[EJERCICIO PLANTEADO 1]: Según el texto sobre Inca Cueva, ¿qué antigüedad tienen las pipas halladas en ese sitio?

[TEXTO MOSTRADO]:
De Iruya volvimos a la buena onda de Giramundo Hostel de Humahuaca y otra vez lo usamos de base para recorrer lugares poco visitados de la quebrada. Un día fuimos a Inca Cueva. Teníamos especial interés en ir ahí porque es un sitio en la quebrada de Chulín donde se encontraron restos arqueológicos de hasta diez mil años de antigüedad. Los más conocidos son las tres momias Chulina, Chulinita y Rosalía (Chulina fue datada por radiocarbono en 6080 ± 100 años y es, tal vez, la momia natural más antigua del mundo) pero lo más interesante para nosotros era que ahí fue donde se encontró la más antigua evidencia del consumo de la vilca o wilca. Se encontraron unas pipas de 4150 años de antigüedad, de las cuales se pudo obtener materia orgánica con restos de semillas de cebil. Ahí, hace cuatro mil años, los indios fumaban la visionaria vilca junto a momias que para entonces ya llevaban dos mil años enterradas.
Para ir a Inca Cueva (un nombre algo desafortunado ya que, en el corto período incaico, el sitio fue solo usado como tambo) tomamos uno de los tantos buses que suben por la ruta 9 hacia La Quiaca y bajamos una media hora después (22°58’34″S, 65°27’51″W) pasando apenas un poco el caserío Azul Pampa, sobre la parte de la ruta que corre hacia el oeste, justo donde la tierra es azul.
Desde la ruta hacia el sur se puede ver un gran puente de piedra sobre el río seco Chulín, un puente macizo hecho para durar cientos de años pero que ahora solo sostiene un par de rieles oxidados.
Bajamos el terraplén entre las piedras, cruzamos el Río Grande hacia el sur, pasamos debajo del gran puente ferroviario y comenzamos a subir por el cauce de la quebrada de Chulín.
Después de un par de horas caminando por el cauce pedregoso, la quebrada se tornó rojiza y de curvas suaves.
Poco después llegamos a Inca Cueva (23°00’08″S 65°27’42″W).
Entonces Vane me dijo que lo que más le sorprendía del sitio era el lugar en el que estaba ubicado: entre altas paredes de arenisca roja con suaves chorreadas de sedimentos claros y oscuros, un escenario que parece de otro planeta. Incluso, en la pared frente a la cueva, en la parte más alta, había una ventana mostrando un pedazo de cielo y que parecía un gran ojo lagrimeante observándonos. Si yo hubiera sido un originario de esa zona hace unos miles de años, no dudaría del carácter especialmente espiritual del lugar y, por supuesto, ahí habría pintado todo lo que tuviera que pintar.
Unos pasos más allá de la cueva (23°00’11″S, 65°27’44″W) encontramos un angosto sendero subiendo la montaña hacia la derecha, hacia el oeste. El paisaje se tornó aún más irreal. Primero un árbol retorcido sobre una explanada de pasto verde y cortito, rodeado de lisas paredes rojas con sedimentos chorreantes.
Luego, subiendo por una pendiente lisa, otra explanada de pastos más altos y amarillentos que se continuaba por una pequeña quebrada.

[EJERCICIO PLANTEADO 2]: Enumera cada línea de las entradas en la que aparezca la palabra "corrugated".

[ENTRADAS GUARDADAS]:
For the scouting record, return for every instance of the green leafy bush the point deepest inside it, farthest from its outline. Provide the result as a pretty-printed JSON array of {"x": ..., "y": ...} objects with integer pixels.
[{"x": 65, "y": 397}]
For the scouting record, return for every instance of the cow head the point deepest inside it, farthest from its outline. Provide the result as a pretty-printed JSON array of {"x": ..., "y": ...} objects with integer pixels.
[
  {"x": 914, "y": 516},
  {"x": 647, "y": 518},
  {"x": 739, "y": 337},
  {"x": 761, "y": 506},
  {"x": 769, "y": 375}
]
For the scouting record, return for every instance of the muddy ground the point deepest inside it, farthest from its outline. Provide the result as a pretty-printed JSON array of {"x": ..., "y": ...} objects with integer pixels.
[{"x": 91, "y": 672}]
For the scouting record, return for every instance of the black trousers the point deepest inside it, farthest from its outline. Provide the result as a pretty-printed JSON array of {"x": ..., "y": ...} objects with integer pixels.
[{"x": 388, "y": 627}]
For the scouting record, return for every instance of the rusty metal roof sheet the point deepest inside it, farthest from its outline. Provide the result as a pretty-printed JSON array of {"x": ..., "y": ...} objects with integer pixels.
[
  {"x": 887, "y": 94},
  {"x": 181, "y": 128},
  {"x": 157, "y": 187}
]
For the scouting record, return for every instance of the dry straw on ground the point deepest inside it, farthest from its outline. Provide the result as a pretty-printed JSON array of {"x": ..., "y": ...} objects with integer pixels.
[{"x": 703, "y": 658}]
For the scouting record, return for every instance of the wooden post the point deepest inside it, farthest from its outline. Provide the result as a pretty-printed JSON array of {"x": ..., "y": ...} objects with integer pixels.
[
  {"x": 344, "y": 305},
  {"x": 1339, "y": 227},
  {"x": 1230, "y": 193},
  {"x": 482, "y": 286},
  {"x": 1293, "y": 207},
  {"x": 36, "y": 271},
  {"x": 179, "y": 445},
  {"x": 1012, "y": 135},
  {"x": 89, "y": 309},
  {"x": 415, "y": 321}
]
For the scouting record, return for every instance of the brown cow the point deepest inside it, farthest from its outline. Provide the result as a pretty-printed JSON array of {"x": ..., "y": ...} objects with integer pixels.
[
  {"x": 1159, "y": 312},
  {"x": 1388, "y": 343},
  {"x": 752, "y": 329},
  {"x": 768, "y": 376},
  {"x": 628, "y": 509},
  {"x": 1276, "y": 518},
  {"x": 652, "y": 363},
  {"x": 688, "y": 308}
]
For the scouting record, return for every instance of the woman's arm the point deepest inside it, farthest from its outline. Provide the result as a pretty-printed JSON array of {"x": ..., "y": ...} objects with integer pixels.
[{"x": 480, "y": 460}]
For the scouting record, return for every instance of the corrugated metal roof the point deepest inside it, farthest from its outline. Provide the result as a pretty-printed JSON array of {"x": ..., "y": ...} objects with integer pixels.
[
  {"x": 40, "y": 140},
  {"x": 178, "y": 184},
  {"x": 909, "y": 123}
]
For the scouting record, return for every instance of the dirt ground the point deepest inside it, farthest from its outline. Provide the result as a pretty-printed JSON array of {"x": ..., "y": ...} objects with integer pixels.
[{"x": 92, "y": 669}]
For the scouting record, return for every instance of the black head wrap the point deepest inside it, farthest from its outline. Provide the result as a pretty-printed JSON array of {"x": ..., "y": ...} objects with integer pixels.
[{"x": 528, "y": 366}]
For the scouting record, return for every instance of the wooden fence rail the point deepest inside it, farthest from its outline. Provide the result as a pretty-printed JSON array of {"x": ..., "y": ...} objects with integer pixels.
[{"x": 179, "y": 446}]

[RESULTADO DEL EJERCICIO 1]: Tienen 4150 años de antigüedad.

[RESULTADO DEL EJERCICIO 2]:
For the scouting record, return for every instance of the corrugated metal roof the point deepest inside it, farthest from its outline. Provide the result as a pretty-printed JSON array of {"x": ..., "y": ...} objects with integer pixels.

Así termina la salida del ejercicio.